== 文書抜粋 ==

1954年、東京生まれ。早稲田大学法学部卒業。偕成社の『みそっかすなんていわせない』(ジャクリーン・ウィルソン作/ニック・シャラット絵)で翻訳家デビュー。現在は、児童書のみならず、YA、一般書の分野など、幅広い分野で活躍している。香川県在住。訳書に『嵐をつかまえて』『女船長、ロブスターの島に帰る』(以上、白水社)、『みそっかすなんていわせない』『バイバイわたしのおうち』『ふたごのルビーとガーネット』『マイ・ベスト・フレンド』(以上、偕成社)、『なにもかも話してあげる』(晶文社)、『ホワイト・ティース』『直筆商の哀しみ』(以上、新潮社)がある。

最新訳書

タトゥーママ:表紙 ダストビンベイビー:表紙 猫に名前はいらない:表紙
タトゥーママ
ジャクリーン・ウィルソン作
ニック・シャラット絵

偕成社
ダストビン・ベイビー
ジャクリーン・ウィルソン作
ニック・シャラット絵
偕成社
猫に名前はいらない
A.N.ウィルソン

白水社

デビューのきっかけ

いつごろから訳者を目指したのか

編集者との出会い

辞書と環境

ジャクリーン・ウィルソン

アドバイス


Q★デビュー作が刊行されたいきさつを教えていただけますか。
A☆ビギナーズ・ラックです(笑)。書店で何気なく "The Left-Outs"(『みそっかすなんていわせない』)のペーパーバックを買って読んでみると、これがすごく面白い! 勢いで全訳し、すぐ出版社に持ち込みをしたのがデビュー作になりました。イギリスでも注目されていたジャクリーン・ウィルソンの作品を、ちょうど出版社サイドでも検討していたところだったようで、非常に幸運だったと思います。ウィルソンの作品は基本的にすべて好きなので、その好きな作家の作品で、翻訳のキャリアをはじめられたのはとにかくラッキーでした。

Q★全訳されて持ち込みというのもすごいですね。いつごろから翻訳家を目指されたのですか。

===
== 提供データ ==

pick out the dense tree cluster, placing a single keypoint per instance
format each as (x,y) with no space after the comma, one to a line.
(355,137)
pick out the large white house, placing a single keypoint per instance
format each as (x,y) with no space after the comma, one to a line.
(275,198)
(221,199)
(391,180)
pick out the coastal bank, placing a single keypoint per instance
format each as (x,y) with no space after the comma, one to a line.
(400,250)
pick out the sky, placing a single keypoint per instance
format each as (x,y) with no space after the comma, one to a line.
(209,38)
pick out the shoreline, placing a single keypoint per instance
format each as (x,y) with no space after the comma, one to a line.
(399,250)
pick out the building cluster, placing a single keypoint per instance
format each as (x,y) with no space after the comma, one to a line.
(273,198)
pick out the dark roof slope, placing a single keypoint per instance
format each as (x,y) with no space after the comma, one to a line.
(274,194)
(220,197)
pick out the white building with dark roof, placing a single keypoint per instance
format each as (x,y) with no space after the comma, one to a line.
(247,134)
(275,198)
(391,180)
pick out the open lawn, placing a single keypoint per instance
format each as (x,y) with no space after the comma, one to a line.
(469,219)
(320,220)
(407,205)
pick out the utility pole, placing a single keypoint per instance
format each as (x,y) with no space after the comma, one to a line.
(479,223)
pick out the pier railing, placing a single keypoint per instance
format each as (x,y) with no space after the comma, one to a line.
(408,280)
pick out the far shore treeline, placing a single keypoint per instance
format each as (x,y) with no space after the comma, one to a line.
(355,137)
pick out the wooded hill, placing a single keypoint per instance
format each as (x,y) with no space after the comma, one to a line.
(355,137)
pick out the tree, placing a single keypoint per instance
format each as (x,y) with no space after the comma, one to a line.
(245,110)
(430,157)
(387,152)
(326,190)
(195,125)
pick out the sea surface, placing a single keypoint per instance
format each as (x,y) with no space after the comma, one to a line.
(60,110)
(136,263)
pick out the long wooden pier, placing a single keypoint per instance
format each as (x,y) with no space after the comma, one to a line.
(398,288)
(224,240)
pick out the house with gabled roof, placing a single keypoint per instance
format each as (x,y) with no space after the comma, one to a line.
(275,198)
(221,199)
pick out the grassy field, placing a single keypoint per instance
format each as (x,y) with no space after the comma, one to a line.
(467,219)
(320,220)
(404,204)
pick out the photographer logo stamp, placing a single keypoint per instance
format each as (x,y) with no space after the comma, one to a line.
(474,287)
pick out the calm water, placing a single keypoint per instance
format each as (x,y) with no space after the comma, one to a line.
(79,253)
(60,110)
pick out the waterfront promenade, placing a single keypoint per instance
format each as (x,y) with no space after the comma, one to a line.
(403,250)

===

● 実施課題:
(a) 翻訳家インタビューの「訳書に」で始まる文から、偕成社から出たとされている書名をすべて挙げてください。
(b) 翻訳家インタビューを、示されている最後の文の後から書き進めてください。
データは文書抜粋とは別個の資料として扱ってください。

● 回答:
(a)
『みそっかすなんていわせない』
『バイバイわたしのおうち』
『ふたごのルビーとガーネット』
『マイ・ベスト・フレンド』

(b)
A☆翻訳をやりたいと思ったのはそれほど早い時期ではありません。私は、大学を卒業後、すぐに結婚して夫の郷里の香川に住むようになりました。子どもも生まれ、専業主婦で子育てをしていたんです。そのころ、地域情報誌で英語サークルの存在を知り、もともと香川に友人もいませんでしたので、おしゃべり会のように楽しんで通いはじめました。子どももその後に2人生まれ、毎日が育児中心でした。ところが、英語サークルのひとりに、「本気で勉強したいなら」と、自治体が行っている語学クラスに誘われたんです。講師の先生がすばらしい授業を展開してくださったおかげで、英語の力がめきめきついていきました。子どもに手がかからなくなったころには、英語を活かして予備校の非常勤講師の職を得ることもできました。もともと、翻訳に興味があったこともあり、原書がすらすらと読めるようになると共に、自分が惚れ込んだ作品を訳したいという気持ちを持つようになり、そのころから、雑誌の翻訳コンテストに応募を始めたのです。

Q★翻訳コンテストは、やまねこ翻訳クラブでも挑戦しているメンバーが多いです。結果はいかがでしたか。
A☆なかなか入賞するところまでいきませんでした。それでも2年ほど応募は続けていたんです。そんな時、友人が偕成社を紹介してくれました。編集者の方に、何か訳したものを見せてほしいと言われ、絵本の翻訳をお見せしました。「いい作品を見つけたら見せてください」と声をかけてくださったので、"The Left-Outs" と出会った時に「ええいっ!」と全訳したものをお送りしました。決定のお返事までに数か月かかりましたが、決まった時は本当に天にものぼる心地でした!

Q★一般書も児童書でデビューされてから2年後に刊行されています。この作品も持ち込みがきっかけですか。
A☆純粋な持ち込みではないのですが、持ち込みがきっかけでお話をいただけました。ビギナーズ・ラックに気を良くした私は、よしっとばかり、これはと思う本を探し出しては、カラーの合いそうな出版社に送りはじめました。児童書だけではなく、一般書もです。音沙汰もないのがほとんどなので、たまに編集者から手書きの断り状が届くと、それだけで嬉しくなったほどです。ドロシー・アリスンは惚れ込んだ作家のひとりですが、彼女の作品を送った時に、励ますような一言をくださったひとりが晶文社の編集者でした。その方から後に連絡をいただいたのが、『なにもかも話してあげる』。なんと作家はドロシー・アリスンではありませんか! 思いがけない偶然(編集者の方は気づかれてなかった)に小躍りしました。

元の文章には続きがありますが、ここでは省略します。